### WORK REQUEST
Give back exactly the line that contains "hill</item>, that would be most welcome." and all the lines after it in the records below, to the very last, with no other output.

# # # # #

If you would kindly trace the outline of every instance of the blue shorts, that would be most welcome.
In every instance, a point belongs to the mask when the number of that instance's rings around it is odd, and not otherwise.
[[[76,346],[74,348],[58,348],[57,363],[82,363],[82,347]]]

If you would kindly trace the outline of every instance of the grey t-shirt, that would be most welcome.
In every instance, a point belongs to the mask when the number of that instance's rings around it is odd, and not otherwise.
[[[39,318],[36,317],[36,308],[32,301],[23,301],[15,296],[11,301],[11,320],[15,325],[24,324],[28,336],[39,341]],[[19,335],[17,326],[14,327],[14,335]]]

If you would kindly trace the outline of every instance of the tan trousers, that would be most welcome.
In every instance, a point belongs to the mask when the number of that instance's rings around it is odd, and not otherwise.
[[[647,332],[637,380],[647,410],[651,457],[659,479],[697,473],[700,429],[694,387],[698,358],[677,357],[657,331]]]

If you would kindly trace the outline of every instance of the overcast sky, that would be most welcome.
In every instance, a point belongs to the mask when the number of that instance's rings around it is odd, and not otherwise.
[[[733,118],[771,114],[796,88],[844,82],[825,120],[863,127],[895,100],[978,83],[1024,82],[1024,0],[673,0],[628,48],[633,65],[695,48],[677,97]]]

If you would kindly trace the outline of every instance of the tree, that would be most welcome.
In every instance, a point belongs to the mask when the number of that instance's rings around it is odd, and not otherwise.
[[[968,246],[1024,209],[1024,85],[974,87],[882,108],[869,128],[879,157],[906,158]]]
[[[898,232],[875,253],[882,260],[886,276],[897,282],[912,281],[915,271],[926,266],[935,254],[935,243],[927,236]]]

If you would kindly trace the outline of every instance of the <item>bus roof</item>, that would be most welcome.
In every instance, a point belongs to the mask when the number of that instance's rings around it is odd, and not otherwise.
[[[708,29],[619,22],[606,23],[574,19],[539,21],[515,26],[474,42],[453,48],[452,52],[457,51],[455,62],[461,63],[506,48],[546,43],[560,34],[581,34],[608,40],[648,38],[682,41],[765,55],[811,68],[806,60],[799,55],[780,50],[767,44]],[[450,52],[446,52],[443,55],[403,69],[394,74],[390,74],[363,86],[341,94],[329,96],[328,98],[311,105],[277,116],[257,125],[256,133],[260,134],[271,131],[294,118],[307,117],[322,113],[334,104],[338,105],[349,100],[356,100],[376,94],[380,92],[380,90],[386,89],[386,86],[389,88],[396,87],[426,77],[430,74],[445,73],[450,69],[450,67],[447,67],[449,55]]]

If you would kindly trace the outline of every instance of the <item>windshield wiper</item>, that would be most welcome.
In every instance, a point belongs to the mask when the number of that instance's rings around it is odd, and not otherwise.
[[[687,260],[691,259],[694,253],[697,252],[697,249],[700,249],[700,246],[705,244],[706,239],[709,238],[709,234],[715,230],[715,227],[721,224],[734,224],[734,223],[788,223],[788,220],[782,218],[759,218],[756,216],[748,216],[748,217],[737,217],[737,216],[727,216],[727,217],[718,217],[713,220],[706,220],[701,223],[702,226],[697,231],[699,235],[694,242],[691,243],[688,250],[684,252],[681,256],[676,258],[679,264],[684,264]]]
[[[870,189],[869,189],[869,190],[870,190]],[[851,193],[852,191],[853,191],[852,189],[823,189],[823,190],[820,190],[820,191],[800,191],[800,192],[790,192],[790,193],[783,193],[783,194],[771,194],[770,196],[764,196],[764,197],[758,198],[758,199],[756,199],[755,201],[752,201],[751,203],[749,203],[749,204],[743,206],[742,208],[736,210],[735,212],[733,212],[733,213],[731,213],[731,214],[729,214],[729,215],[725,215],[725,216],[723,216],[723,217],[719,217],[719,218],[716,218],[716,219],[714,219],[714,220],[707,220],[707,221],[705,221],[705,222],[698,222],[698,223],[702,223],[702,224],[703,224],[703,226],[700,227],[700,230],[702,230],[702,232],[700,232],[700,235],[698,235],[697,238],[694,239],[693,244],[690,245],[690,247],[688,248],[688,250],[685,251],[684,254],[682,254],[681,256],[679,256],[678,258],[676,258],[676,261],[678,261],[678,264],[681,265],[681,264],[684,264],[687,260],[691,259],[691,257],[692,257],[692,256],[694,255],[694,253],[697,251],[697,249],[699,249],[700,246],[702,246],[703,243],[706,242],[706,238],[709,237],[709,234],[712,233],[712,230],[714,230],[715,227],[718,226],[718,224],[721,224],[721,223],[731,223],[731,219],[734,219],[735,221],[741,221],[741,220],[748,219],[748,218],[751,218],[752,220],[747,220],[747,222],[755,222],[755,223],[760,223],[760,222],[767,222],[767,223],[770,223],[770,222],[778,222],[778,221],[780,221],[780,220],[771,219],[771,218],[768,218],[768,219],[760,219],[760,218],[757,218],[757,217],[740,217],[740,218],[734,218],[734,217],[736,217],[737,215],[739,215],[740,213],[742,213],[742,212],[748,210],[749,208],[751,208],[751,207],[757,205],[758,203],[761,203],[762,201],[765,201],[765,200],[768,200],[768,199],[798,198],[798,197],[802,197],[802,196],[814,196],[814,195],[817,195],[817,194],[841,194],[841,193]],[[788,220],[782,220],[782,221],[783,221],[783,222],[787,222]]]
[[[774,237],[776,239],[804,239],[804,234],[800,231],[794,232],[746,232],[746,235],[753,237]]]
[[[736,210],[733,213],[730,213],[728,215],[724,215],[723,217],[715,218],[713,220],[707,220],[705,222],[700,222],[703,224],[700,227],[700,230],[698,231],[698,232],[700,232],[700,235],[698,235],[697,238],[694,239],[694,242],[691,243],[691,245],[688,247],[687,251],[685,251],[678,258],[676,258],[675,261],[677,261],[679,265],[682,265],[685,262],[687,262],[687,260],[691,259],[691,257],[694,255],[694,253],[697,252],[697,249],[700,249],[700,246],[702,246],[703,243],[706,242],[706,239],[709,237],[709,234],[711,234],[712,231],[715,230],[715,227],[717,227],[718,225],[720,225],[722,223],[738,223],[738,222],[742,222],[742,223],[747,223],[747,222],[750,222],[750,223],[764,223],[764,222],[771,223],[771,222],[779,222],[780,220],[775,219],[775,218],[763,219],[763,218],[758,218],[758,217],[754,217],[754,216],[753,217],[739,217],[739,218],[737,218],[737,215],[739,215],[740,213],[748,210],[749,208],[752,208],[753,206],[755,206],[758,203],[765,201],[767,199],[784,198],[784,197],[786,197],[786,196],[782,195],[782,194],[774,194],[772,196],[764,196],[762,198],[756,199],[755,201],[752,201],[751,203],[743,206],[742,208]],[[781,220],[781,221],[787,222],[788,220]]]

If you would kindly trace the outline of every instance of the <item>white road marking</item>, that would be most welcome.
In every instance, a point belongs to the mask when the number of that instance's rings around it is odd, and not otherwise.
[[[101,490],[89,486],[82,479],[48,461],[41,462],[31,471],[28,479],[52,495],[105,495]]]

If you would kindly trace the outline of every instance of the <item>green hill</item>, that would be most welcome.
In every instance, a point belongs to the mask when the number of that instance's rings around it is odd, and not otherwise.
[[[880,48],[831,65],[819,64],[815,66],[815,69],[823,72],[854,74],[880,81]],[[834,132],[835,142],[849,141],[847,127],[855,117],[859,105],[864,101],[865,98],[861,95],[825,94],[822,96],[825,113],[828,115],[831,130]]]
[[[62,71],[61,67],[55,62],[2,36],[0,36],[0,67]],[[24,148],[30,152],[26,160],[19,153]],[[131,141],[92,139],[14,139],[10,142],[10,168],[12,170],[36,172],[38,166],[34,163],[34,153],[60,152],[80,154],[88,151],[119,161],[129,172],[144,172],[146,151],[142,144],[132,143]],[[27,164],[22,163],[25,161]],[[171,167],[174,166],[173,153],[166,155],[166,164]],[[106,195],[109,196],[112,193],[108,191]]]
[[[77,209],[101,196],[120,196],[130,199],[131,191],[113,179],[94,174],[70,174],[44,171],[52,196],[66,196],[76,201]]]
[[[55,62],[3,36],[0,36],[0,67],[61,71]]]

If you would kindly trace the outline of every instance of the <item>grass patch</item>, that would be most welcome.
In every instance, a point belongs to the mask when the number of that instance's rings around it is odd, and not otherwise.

# # # # #

### OUTPUT OF THE TASK
If you would kindly trace the outline of every instance of the <item>green hill</item>, that would be most welcome.
In every instance, a point belongs to the mask when the number of that instance's rings around it is odd, and not otherwise.
[[[880,48],[831,65],[819,64],[815,66],[815,69],[823,72],[854,74],[880,81]],[[834,132],[835,142],[849,141],[847,127],[855,117],[859,105],[864,101],[865,98],[861,95],[825,94],[822,96],[825,113],[828,115],[831,130]]]
[[[62,71],[61,67],[55,62],[2,36],[0,36],[0,67]],[[24,148],[30,152],[26,160],[19,153]],[[131,141],[92,139],[14,139],[10,142],[10,168],[12,170],[36,172],[38,166],[34,163],[34,153],[60,152],[80,154],[88,151],[119,161],[129,172],[144,172],[146,151],[142,144],[132,143]],[[27,164],[22,163],[25,161]],[[171,167],[174,166],[173,153],[166,155],[166,164]],[[106,195],[109,196],[112,193],[108,191]]]
[[[77,209],[101,196],[120,196],[130,199],[131,191],[113,179],[94,174],[70,174],[44,171],[52,196],[66,196],[76,201]]]
[[[55,62],[3,36],[0,36],[0,67],[61,71]]]

If you would kindly trace the outline of every instance of the <item>grass patch</item>, that would be most welcome.
In every instance, a point belongs to the mask when the number of that instance's rings around it is odd, and not otherwise.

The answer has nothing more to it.